_Your goal_
What do the lines from the one containing "Confirm that each instance of the grass in" through the end of the entries say? Quote them exactly, and only them.
== Given records ==
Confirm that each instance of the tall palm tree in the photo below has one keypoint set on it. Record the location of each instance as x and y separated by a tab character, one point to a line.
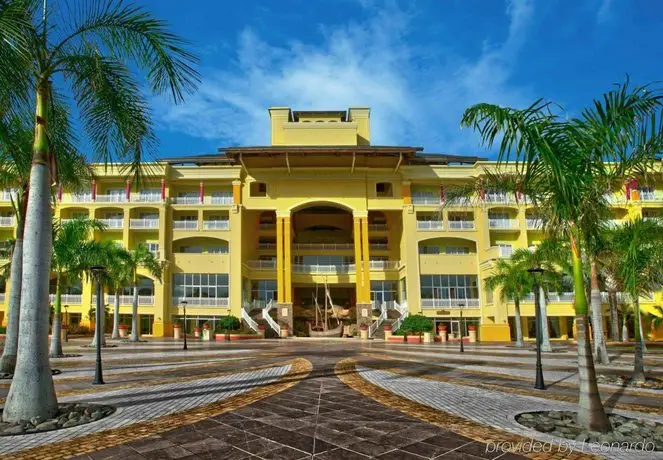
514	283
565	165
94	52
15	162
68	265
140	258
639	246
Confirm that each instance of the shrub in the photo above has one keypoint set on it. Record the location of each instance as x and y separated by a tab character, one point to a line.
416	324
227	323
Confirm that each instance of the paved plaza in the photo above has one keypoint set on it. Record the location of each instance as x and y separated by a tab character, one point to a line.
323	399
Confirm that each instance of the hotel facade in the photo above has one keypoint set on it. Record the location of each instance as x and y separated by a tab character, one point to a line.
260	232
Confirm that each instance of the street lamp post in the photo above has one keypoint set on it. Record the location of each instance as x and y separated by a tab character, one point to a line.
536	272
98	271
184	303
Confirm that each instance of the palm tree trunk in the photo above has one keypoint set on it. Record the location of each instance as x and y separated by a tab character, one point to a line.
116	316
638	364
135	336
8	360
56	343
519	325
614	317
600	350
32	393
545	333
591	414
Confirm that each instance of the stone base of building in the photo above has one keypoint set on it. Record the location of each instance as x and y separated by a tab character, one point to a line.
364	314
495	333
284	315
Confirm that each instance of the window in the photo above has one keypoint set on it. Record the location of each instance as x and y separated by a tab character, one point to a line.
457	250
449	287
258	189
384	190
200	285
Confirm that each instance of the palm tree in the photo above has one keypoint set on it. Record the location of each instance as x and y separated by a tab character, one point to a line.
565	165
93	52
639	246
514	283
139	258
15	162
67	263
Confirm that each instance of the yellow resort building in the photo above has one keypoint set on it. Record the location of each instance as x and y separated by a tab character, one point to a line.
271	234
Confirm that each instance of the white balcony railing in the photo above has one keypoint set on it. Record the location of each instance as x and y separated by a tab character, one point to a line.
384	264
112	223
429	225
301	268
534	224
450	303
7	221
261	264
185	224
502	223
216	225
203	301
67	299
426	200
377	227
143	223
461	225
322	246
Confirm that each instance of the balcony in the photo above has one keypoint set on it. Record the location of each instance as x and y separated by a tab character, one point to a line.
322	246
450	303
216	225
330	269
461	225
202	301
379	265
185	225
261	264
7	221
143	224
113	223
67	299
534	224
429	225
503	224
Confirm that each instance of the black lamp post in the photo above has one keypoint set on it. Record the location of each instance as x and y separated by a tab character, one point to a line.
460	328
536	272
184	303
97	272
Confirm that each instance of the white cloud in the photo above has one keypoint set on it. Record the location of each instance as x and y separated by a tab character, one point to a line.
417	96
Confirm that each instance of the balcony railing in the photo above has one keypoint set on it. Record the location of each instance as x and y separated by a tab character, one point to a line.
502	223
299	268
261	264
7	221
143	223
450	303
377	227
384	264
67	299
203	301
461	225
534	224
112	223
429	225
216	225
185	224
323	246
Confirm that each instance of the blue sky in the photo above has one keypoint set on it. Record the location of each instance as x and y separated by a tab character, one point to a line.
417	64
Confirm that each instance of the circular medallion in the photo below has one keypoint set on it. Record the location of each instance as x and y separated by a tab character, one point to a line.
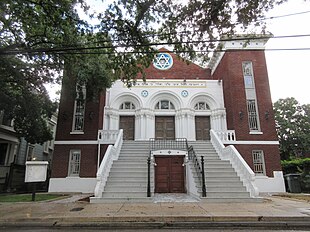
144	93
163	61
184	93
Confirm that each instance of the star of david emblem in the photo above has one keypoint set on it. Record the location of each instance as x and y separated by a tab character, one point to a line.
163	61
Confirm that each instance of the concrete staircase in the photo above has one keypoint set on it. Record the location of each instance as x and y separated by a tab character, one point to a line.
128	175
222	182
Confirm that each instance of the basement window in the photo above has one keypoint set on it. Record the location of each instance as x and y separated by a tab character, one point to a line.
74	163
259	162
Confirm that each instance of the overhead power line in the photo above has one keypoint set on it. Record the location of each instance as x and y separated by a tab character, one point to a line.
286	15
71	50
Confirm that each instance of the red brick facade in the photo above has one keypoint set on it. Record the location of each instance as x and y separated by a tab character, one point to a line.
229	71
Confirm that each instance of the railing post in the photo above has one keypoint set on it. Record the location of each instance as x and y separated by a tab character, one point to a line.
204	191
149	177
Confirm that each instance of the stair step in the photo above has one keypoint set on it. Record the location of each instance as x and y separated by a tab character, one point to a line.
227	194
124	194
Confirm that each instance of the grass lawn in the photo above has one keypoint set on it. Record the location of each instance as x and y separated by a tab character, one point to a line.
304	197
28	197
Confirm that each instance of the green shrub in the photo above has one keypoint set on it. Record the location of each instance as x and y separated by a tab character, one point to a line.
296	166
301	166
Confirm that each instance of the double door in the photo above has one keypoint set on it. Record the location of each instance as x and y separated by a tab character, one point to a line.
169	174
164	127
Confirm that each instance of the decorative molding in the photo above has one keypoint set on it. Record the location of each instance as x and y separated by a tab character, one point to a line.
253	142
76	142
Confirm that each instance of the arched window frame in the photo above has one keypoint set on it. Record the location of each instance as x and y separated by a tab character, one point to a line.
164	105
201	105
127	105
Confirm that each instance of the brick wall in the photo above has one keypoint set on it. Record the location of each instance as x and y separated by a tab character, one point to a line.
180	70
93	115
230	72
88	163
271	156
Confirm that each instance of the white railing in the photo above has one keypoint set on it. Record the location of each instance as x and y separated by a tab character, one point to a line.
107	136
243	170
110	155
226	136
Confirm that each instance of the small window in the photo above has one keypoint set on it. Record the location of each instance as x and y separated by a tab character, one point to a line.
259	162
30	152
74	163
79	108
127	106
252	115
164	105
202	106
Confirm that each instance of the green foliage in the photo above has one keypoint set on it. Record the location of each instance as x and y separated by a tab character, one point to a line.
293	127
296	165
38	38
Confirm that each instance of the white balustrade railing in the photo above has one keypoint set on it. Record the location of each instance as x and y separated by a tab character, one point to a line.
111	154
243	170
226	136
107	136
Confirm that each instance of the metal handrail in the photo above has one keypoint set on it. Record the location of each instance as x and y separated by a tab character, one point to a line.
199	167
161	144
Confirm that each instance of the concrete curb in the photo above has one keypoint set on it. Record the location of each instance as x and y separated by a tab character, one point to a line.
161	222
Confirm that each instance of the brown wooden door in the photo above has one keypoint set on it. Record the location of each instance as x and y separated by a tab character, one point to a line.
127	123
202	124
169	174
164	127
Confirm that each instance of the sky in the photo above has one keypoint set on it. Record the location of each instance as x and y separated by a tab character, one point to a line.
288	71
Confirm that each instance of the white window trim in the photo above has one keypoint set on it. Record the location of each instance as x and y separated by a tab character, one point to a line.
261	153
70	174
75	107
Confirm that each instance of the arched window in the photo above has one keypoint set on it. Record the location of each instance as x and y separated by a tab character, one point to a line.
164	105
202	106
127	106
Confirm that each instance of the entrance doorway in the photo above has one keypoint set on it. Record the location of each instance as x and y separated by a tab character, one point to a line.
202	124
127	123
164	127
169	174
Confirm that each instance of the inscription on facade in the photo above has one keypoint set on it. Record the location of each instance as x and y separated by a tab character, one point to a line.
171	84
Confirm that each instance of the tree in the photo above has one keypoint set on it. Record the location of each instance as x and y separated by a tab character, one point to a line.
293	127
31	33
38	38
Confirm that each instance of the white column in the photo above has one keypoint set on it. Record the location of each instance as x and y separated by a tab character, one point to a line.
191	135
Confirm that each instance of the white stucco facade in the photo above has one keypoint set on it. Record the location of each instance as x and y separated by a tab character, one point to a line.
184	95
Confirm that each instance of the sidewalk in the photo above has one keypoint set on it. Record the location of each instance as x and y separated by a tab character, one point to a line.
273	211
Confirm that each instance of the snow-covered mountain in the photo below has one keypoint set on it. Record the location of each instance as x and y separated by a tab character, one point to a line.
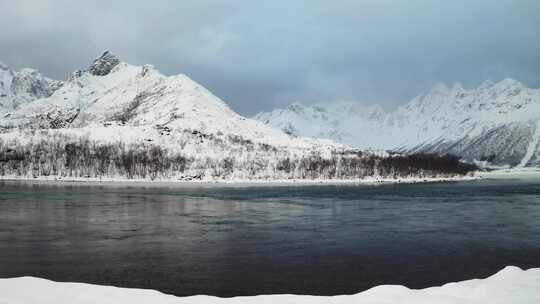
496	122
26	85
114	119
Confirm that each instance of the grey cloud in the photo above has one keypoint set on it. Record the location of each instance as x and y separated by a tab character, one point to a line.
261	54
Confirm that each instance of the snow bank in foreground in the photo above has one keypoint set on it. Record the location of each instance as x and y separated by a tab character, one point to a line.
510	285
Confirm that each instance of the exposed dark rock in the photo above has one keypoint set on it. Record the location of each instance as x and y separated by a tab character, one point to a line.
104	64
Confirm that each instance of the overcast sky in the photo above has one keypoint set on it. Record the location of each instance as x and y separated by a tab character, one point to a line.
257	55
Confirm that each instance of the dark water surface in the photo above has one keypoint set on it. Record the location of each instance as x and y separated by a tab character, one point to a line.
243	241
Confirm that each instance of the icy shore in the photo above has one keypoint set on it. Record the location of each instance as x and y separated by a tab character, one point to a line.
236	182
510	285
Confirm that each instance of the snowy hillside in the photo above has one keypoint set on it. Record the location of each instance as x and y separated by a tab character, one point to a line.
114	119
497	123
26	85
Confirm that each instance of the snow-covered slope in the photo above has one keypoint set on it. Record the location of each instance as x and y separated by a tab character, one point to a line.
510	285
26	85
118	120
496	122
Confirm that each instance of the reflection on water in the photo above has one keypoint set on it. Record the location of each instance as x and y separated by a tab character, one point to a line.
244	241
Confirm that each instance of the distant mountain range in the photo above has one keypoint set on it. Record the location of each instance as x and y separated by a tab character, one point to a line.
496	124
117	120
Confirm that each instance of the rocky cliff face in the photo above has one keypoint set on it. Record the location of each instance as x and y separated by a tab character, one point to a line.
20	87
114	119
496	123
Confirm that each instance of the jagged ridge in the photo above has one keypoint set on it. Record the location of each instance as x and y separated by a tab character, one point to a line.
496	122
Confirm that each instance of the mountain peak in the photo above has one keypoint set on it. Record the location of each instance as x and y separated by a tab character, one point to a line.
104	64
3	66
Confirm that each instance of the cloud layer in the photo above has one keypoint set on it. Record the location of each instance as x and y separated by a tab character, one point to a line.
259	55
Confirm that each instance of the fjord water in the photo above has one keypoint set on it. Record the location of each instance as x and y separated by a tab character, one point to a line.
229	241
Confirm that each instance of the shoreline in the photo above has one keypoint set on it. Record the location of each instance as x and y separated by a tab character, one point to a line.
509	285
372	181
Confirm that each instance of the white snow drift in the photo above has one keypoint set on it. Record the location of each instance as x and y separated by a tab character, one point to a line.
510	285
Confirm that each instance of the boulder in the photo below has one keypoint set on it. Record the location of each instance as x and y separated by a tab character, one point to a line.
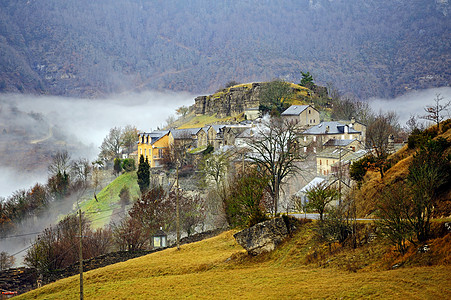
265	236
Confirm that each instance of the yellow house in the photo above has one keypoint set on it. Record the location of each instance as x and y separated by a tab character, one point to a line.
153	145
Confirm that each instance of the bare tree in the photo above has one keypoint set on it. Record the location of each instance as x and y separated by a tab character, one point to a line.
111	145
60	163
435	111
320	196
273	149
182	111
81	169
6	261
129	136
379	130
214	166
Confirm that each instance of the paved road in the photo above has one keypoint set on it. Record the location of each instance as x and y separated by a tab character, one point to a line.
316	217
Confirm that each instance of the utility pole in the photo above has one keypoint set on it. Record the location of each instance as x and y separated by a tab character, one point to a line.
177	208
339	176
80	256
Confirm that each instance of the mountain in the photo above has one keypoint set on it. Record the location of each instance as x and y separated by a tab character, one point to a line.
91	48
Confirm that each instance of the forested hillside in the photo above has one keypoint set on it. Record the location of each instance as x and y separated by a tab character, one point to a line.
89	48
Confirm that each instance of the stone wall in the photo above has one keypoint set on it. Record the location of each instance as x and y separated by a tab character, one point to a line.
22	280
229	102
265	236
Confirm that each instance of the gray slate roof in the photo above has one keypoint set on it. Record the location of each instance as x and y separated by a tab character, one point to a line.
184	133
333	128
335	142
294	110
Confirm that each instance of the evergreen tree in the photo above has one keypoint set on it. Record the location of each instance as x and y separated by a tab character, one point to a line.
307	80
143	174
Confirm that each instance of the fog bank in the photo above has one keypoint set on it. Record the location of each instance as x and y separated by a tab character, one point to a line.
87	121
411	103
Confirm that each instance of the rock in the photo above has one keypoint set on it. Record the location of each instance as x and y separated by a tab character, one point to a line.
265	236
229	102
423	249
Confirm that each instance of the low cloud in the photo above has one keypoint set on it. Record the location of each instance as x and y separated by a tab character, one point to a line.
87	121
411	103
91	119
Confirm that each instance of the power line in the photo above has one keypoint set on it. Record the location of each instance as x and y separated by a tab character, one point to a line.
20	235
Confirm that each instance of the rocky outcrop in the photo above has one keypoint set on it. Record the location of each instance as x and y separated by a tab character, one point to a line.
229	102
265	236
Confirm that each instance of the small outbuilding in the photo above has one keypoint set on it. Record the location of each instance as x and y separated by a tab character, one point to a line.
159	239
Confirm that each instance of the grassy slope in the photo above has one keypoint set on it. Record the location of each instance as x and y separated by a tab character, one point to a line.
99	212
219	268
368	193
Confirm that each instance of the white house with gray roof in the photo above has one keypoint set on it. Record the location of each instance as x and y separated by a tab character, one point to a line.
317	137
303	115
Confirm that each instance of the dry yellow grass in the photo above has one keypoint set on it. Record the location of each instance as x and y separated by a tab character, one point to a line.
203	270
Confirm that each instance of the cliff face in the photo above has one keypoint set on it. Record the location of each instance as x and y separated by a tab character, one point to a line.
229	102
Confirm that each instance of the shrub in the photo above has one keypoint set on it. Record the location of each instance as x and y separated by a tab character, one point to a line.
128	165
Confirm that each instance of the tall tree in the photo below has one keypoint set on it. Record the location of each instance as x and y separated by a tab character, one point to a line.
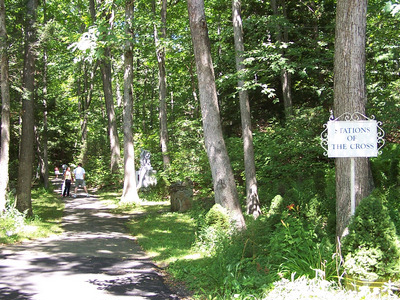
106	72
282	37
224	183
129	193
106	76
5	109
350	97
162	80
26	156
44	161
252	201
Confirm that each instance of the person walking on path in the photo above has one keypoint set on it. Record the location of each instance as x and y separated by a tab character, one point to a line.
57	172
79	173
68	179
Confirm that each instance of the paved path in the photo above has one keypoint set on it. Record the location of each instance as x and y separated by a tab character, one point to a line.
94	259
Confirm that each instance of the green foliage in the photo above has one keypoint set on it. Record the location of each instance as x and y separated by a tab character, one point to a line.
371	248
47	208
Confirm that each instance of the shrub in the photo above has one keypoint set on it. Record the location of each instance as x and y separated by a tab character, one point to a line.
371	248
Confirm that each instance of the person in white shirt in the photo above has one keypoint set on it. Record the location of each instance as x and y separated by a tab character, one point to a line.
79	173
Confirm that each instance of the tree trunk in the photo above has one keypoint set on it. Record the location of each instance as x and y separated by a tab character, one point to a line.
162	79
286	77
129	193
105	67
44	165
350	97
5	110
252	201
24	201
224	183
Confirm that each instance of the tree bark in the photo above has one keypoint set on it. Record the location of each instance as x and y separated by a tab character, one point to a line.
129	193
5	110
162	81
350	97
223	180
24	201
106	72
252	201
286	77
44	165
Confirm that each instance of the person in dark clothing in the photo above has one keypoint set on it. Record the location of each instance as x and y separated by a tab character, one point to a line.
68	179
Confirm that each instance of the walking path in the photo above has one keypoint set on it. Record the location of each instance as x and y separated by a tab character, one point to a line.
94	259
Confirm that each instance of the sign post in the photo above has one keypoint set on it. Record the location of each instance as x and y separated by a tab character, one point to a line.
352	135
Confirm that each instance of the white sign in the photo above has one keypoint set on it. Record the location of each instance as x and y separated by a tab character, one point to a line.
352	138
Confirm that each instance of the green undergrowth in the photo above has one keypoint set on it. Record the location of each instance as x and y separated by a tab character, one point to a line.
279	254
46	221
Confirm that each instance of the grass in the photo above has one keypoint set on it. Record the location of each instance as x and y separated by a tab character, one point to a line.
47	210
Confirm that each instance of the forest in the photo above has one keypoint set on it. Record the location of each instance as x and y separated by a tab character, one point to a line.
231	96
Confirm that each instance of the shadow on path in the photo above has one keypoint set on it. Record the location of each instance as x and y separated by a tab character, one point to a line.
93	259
===
_Reply_
Confirm that each instance of the grass in the photo above has one keypoint set on it. Record the location of each instance as x and y separated by a tab character, one point to a line.
47	210
Confirm that each instance of the forest in the photo above has one keypoint set on it. Record the location of each instance as x and y separated by a tab character, one point to a line.
231	96
Confirm that each instance of the shadow on path in the photo above has one keypoint set on it. Record the location of each instance as x and y separated by a tab character, one point to a line.
93	259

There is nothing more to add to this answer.